## Exercise description
Please return the full listing exactly as written, with the images removed.

********

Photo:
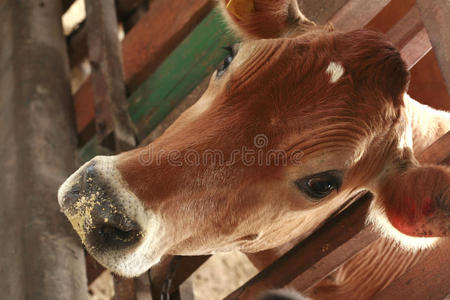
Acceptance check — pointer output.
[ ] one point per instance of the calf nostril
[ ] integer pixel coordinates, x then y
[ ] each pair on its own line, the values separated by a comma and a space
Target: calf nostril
117, 233
112, 233
71, 197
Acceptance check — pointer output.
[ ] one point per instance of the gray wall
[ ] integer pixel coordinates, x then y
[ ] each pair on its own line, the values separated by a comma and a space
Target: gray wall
40, 258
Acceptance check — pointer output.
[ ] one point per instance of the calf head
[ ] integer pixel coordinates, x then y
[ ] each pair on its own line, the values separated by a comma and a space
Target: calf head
289, 128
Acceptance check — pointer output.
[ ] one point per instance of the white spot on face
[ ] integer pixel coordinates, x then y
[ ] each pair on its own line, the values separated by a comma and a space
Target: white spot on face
335, 70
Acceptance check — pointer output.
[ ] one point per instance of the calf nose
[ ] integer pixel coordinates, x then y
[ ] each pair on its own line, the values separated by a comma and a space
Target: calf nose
112, 231
92, 206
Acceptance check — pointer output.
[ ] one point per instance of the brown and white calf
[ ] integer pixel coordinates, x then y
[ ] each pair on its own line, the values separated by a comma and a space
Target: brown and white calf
298, 119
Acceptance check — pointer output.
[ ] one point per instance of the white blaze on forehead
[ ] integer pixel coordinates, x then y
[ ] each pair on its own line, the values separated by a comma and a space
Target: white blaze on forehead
335, 70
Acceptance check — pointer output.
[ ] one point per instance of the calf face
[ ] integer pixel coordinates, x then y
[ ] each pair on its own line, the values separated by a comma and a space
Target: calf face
288, 129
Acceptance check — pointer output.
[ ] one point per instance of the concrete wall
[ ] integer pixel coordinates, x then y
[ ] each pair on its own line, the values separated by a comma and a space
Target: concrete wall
40, 258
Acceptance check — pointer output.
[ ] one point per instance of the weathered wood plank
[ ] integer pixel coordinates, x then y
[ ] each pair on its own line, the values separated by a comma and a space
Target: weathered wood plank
390, 15
427, 280
357, 13
40, 257
173, 271
111, 108
436, 17
334, 232
187, 66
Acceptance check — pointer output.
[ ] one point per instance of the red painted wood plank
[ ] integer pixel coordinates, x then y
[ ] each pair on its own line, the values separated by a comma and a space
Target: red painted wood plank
427, 83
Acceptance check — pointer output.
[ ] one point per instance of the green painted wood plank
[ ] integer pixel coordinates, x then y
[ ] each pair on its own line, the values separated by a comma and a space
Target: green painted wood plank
195, 58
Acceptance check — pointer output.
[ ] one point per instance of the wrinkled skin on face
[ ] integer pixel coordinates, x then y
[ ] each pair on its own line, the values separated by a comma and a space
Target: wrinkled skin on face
289, 129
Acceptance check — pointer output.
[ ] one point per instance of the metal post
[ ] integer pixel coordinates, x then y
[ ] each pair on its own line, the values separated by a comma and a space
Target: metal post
40, 258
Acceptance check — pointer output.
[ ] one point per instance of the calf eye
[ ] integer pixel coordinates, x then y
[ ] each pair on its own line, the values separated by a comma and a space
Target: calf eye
320, 185
226, 62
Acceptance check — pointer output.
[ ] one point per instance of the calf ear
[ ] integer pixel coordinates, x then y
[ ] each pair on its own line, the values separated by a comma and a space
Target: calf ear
374, 64
256, 19
417, 202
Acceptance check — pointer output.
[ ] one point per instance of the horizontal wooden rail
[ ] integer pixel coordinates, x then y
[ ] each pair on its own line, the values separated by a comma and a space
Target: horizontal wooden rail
435, 15
146, 46
331, 235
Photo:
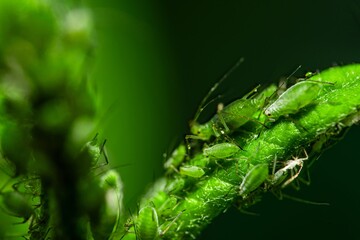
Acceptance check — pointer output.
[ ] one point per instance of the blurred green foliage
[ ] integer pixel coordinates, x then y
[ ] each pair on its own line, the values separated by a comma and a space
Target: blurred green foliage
199, 42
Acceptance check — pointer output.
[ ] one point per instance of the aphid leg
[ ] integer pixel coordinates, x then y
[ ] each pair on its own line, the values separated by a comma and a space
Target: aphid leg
103, 152
251, 93
219, 110
300, 163
305, 201
306, 181
162, 232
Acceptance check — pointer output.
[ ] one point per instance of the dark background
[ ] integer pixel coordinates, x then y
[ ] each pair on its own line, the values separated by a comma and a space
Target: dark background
156, 60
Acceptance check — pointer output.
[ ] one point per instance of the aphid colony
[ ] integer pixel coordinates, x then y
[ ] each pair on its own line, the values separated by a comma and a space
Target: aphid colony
221, 138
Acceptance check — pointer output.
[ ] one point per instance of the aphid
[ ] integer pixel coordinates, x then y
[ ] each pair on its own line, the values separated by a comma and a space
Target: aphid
290, 165
221, 150
96, 150
176, 158
293, 99
228, 118
175, 186
253, 179
147, 224
111, 183
192, 171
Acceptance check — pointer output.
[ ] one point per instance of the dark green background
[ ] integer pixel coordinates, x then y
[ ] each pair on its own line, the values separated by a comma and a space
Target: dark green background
157, 59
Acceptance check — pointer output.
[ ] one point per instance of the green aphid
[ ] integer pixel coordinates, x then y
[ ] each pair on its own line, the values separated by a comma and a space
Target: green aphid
293, 99
221, 150
176, 158
192, 171
147, 224
96, 150
175, 186
228, 119
253, 179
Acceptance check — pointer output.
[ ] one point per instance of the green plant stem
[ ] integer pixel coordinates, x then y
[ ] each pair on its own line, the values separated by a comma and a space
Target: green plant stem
215, 193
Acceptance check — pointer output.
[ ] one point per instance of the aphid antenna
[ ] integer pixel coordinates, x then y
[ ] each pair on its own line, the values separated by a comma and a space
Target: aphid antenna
214, 87
253, 214
296, 199
162, 233
252, 93
315, 81
300, 164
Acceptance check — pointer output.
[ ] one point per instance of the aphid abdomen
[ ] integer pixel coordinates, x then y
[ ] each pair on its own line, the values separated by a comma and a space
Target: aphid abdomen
147, 224
176, 158
192, 171
293, 99
253, 179
238, 113
221, 150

********

## The answer
Photo:
Acceptance check — pointer output.
[ ] one point per instance of the calf nostril
[ ] integer pixel coordinates, x then y
[ ] each pair on its own line, the values separated by a comma and a space
Target: calf nostril
117, 233
112, 233
71, 197
Acceptance check — pointer output.
[ ] one point per instance of the gray wall
[ ] integer pixel coordinates, x then y
[ ] each pair on its own line, the values separated by a comma and a space
Target: gray wall
40, 258
Acceptance check — pointer output.
[ ] one point per instance of the calf head
[ ] integer pixel coordinates, x then y
[ ] each pair on its own line, the values separated by a comma and a space
Target: calf head
289, 128
Acceptance check — pointer output.
[ ] one point per instance of the white spot on face
[ ] integer pixel coordinates, x then y
[ ] each pair on its own line, the values separated by a comma and a space
Target: white spot on face
335, 70
Acceptance check — pointer output.
[ ] one point per instance of the calf nose
[ ] integer pixel coordinates, x then y
[ ] each pair on its own line, the values separated by a comma and a space
Target: calf nose
112, 231
92, 206
Acceptance check — pointer output.
[ ] one point per instance of the brown and white calf
[ ] integer pixel coordinates, x then y
[ ] each pair on its own line, the values separated by a comma and a space
Target: brown and white calf
298, 119
Acceptance check — pointer output.
[ ] one point per instance of the white blaze on forehead
[ ] integer pixel coordinates, x then y
[ ] each pair on its own line, the values separated by a comma and a space
Target: white blaze on forehead
335, 70
Acceptance check — pointer output.
[ ] one point per instance of the calf face
[ ] integer pixel coordinates, x then y
[ ] each pair on its own line, the values separated by a comma and a space
Target: calf face
288, 129
Acceptance check — pointer output.
[ ] one point per instance of the concrete wall
[ ] integer pixel coordinates, x then y
[ ] each pair on its own line, the values separated by a comma and a space
Target: concrete wall
40, 258
Acceptance check — pointer output.
[ ] one point per instance of the weathered wood plank
[ ] integer pixel coordinates, x then y
[ ] each pair on its own line, the values separated by a comma and a space
Target: weathered wood plank
390, 15
427, 280
357, 13
40, 257
173, 271
111, 108
436, 17
334, 232
187, 66
Acceptance check — pointer output.
[ ] one point per instance of the red painted wood plank
[ ] integer pixel coordinates, x then y
[ ] each pair on its own line, the values separated by a comma and a space
Target: red painted wood plank
427, 83
Acceptance check — pointer output.
[ ] one point per instance of the green painted wood plank
[ ] integer pixel coordinates, x then y
[ ] each pair on its own line, the values separated by a comma and a space
Target: green painted wood plank
195, 58
Acceptance check — pointer output.
[ ] one point per instance of the wrinkled skin on face
[ ] integer pixel coordinates, x then y
[ ] each pair on its own line, the values separated by a comma and a space
Target: wrinkled skin on face
289, 129
Acceptance check — pointer output.
[ ] one point per instance of the metal post
[ ] integer pixel coordinates, x then y
[ ] each pair on its own line, the values separated by a comma and a space
Target: metal post
40, 258
Acceptance check — pointer output.
[ ] one point per instance of the calf eye
[ ] integer pixel coordinates, x then y
[ ] each pair on its own line, the values separated by a comma and a space
Target: calf eye
320, 185
226, 62
Acceptance check — pointer output.
[ ] one point per instance of the calf ear
[ ] integer pixel coordinates, x then y
[ ] each pair on its own line, the values separated by a comma and a space
Target: calf ear
374, 64
256, 19
417, 202
Acceptance check — pointer output.
[ ] one point per instance of the horizontal wooden rail
[ ] integer pixel coordinates, x then y
[ ] each pair on its own line, the values separated by a comma and a space
Target: horizontal wooden rail
435, 15
146, 46
331, 235
Photo:
Acceptance check — pointer output.
[ ] one point per instance of the blurred green foliage
[ ] integer pixel coordinates, x then y
[ ] each pair on its own line, the values separated by a comma and a space
Target: blurred green foliage
199, 42
Acceptance check — pointer output.
[ ] one point per instance of the aphid leg
[ ] integer pixel coordinates, x then y
[ ] each pair on its own line, the values separated by a comma and a space
Target: aphid leg
103, 152
251, 93
219, 110
300, 163
305, 201
306, 181
162, 232
Acceptance check — pointer output.
[ ] one point per instance of the dark background
[ ] integer pixel coordinates, x then y
[ ] each pair on its own line, the values separated by a comma and a space
Target: dark background
156, 60
Acceptance check — pointer output.
[ ] one point per instance of the aphid colony
[ ] integer pixel coordinates, x then y
[ ] each pair on its own line, the values separated by a comma and a space
Target: aphid colony
221, 138
Acceptance check — pointer output.
[ ] one point per instance of the aphid
[ ] integer pixel coordinates, x then y
[ ] each pair on its own line, the values separated by a comma and a space
Target: aphid
290, 165
221, 150
96, 150
176, 158
293, 99
228, 118
175, 186
253, 179
147, 224
111, 183
192, 171
Acceptance check — pointer output.
[ ] one point per instance of the dark green background
[ ] integer pixel coordinates, x then y
[ ] each pair on its own line, the values separated by a comma and a space
Target: dark green background
157, 59
Acceptance check — pointer output.
[ ] one point per instance of the green aphid
[ ] integer pixel coordinates, x then y
[ ] each pair on its own line, the values separated by a comma and a space
Target: green aphid
293, 99
221, 150
176, 158
192, 171
147, 224
96, 150
175, 186
228, 119
253, 179
Acceptance check — pointer output.
[ ] one point per instance of the green plant stem
[ ] integer pixel coordinates, x then y
[ ] each pair on its own line, the values separated by a comma and a space
Target: green plant stem
215, 193
Acceptance check — pointer output.
[ ] one point per instance of the aphid antenna
[ ] integer pixel coordinates, x then y
[ ] each pair on its own line, the values separated by a comma and a space
Target: aphid antenna
214, 87
253, 214
296, 199
162, 233
252, 93
315, 81
300, 164
Acceptance check — pointer output.
[ ] one point per instance of the aphid abdomen
[ ] integer pixel coordinates, x then y
[ ] each pair on its own line, the values separated by a comma and a space
Target: aphid abdomen
147, 224
176, 158
192, 171
293, 99
253, 179
238, 113
221, 150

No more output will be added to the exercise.